Définition de la phobie

Le DSM-V (manuel diagnostique et statistique des troubles mentaux, version 5) définit la phobie comme étant « une peur marquée et persistante, de manière excessive ou déraisonnable, déclenchée par la présence ou l’anticipation d’un objet ou d’une situation spécifique. » Cette peur excessive entraîne très souvent des comportements d’évitement. La personne met en place des stratégies dans le but de diminuer voire d’éviter sa phobie, mais aussi les symptômes physiologiques qui accompagnent cette peur.

Il existe un nombre incalculable de phobies, certaines étant plus répandues, d’autres plus inhabituelles.

La réalité virtuelle ?

La réalité virtuelle est un ensemble de matériels technologiques permettant aux individus d’explorer un environnement virtuel 3D en temps réel géré par un ordinateur et d’interagir efficacement avec celui-ci.

L’utilisateur peut agir dans l’environnement virtuel selon deux points de vue :
Égocentrique : la caméra est à la place des yeux de l’utilisateur.
Allocentrique : l’utilisateur choisit un personnage virtuel (avatar) pour le représenter graphiquement dans un univers virtuel.

De l’immersion à la présence

Quels sont les facteurs qui influencent la propension à utiliser la réalité virtuelle ?

Le premier facteur important est l’immersion de l’utilisateur. Au niveau technologique, il s’agit de se demander jusqu’à quel point la technologie, qui nous place dans un environnement virtuel, donne une illusion de réalité à nos sens. Pour ce faire, la conception de l’outil tient compte de ce que la personne « perçoit » et « ressent ». En effet, un certain degré de réalisme permettra à l’utilisateur de pouvoir s’immerger dans le monde virtuel.

Un second facteur important est la présence, c’est-à-dire le niveau de « conscience » de l’utilisateur (= l’impression d’être là, dans l’environnement virtuel, et non plus dans le bureau). Ce sentiment de présence est obtenu grâce à l’intégration multisensorielle. Pr Anne-Marie Etienne explique : « La réalité virtuelle est une interface qui implique de la stimulation en temps réelle et des interactions multiples via de multiples canaux sensoriels : vision, audition, toucher, odorat et goût. Pourquoi ? Tout simplement parce que l’objectif majeur de la réalité virtuelle est d’extraire l’utilisateur du monde physique dans lequel il se trouve. »

Peut-on améliorer l’expérience immersive ?

La qualité de l’expérience immersive se mesure par 3 éléments :
Le sentiment de présence. Le sentiment de présence comprend trois dimensions : la présence personnelle (« être présent dans le monde virtuel, en oubliant l’environnement physique qui est autour »), la présence environnementale (« l’environnement va réagir à mes réactions et mes actions ») et la présence sociale (« le sentiment de ne pas être seul dans cet environnement virtuel »).
Le niveau de réalisme. Le niveau de réalisme correspond au degré de convergence entre mes attentes et l’expérience réelle dans l’environnement virtuel.
Le degré de réalité. Il correspond à mes réponses face aux stimuli de l’environnement virtuel.

Comment traite-t-on habituellement la phobie ?

━━━━━━

■ **VOTRE OBJECTIF**
Poursuivez le texte consacré à la phobie et à la réalité virtuelle, en reprenant juste après sa dernière phrase.

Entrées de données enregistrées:

━━━━━━

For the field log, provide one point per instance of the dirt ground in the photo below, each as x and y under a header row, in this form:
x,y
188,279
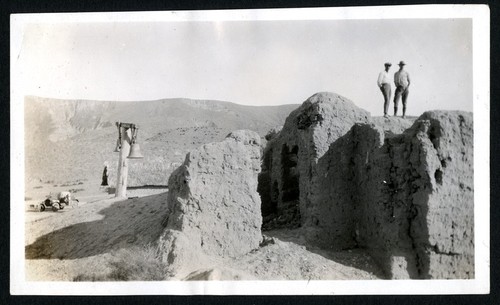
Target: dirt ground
x,y
84,237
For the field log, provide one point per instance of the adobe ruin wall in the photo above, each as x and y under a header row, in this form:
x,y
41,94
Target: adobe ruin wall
x,y
350,182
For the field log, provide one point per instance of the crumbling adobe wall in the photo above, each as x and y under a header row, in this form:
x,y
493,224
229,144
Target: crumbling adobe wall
x,y
291,156
405,197
213,204
416,199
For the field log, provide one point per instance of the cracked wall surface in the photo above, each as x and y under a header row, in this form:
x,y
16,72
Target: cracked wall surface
x,y
405,197
213,204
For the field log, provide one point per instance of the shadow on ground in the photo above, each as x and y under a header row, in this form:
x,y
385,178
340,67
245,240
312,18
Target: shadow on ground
x,y
356,258
126,223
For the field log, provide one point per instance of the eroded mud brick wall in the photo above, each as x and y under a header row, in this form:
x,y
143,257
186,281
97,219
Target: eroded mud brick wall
x,y
291,157
416,199
407,198
213,204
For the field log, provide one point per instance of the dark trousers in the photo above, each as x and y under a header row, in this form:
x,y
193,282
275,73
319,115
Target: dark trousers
x,y
400,92
386,91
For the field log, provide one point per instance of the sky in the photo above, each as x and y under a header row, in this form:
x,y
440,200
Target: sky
x,y
261,62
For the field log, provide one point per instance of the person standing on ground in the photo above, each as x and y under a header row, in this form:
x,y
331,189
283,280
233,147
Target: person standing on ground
x,y
402,82
384,83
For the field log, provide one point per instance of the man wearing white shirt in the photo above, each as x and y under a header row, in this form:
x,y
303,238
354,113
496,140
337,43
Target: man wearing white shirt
x,y
402,82
384,83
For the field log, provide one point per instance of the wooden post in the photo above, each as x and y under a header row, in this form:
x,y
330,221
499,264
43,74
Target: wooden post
x,y
121,178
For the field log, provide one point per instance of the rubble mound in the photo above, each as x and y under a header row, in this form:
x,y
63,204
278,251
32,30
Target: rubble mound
x,y
214,207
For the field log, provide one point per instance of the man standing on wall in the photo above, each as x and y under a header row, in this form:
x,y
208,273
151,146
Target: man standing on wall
x,y
384,83
402,81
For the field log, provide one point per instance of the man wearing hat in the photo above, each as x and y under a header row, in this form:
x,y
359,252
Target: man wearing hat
x,y
402,81
384,83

━━━━━━

■ **RÉSULTAT DE L’EXERCICE**
Le traitement classique de la phobie est basé sur un principe assez simple : la thérapie par exposition. Lors de ce traitement, il est important d’établir tout d’abord une hiérarchie des situations où la personne craint d’être en contact avec l’araignée. Cette liste des situations permet de décider de l’ordre dans lequel la personne accepte de se confronter ou de s’exposer graduellement, de manière sécurisée et contrôlée à l’araignée.

Grâce à la thérapie par exposition, le patient peut faire deux apprentissages :
1. Les conséquences que la personne craint (par ex. les morsures) n’arrivent pas nécessairement.
2. Lors de l’exposition, la personne observe un phénomène important : au moment où elle regarde l’araignée, elle a peur; cette peur monte pendant qu’elle se rapproche de l’araignée mais la personne fait aussi l’expérience, que si elle reste en présence de l’araignée, sans rien faire de particulier, cette peur diminue petit à petit, avec le temps qui passe.

Qu’en est-il de la réalité virtuelle ?

La réalité virtuelle a, elle aussi, l’avantage de déconstruire les craintes et de permettre aux personnes de s’exposer à la situation ou à l’objet phobogène. 

Des études de recherche actuelles montrent qu’« au niveau cérébral », la réalité virtuelle permet de « déprogrammer » l’amygdale (gestion des émotions, réactions de peur, d’anxiété, d’agressivité) et de « reprogrammer » le cortex préfrontal (mémoire à court terme, prise de décision, prise d’initiative). « On vise dès lors un changement de point de vue et d’interprétation de l’objet de la peur. L’interprétation de la situation devient plus réaliste. L’avantage majeur de la réalité virtuelle, par rapport à la thérapie classique par exposition, c’est qu’elle va permettre d’apprendre plus facilement et plus vite de nouvelles associations sans mettre en danger l’utilisateur. », souligne le Pr Anne-Marie Etienne.

« Au niveau cognitif », la réalité virtuelle permet trois contributions importantes :

  • L’augmentation de la perception d’efficacité personnelle. « Je me sens plus apte à faire face à ma phobie. »
  • La réduction des croyances dysfonctionnelles. « Une araignée agit toujours de façon agressive. »
  • L’apprentissage tiré de l’exposition. Le patient se trouve dans un processus plus positif centré sur l’apprentissage et non plus sur l’évitement.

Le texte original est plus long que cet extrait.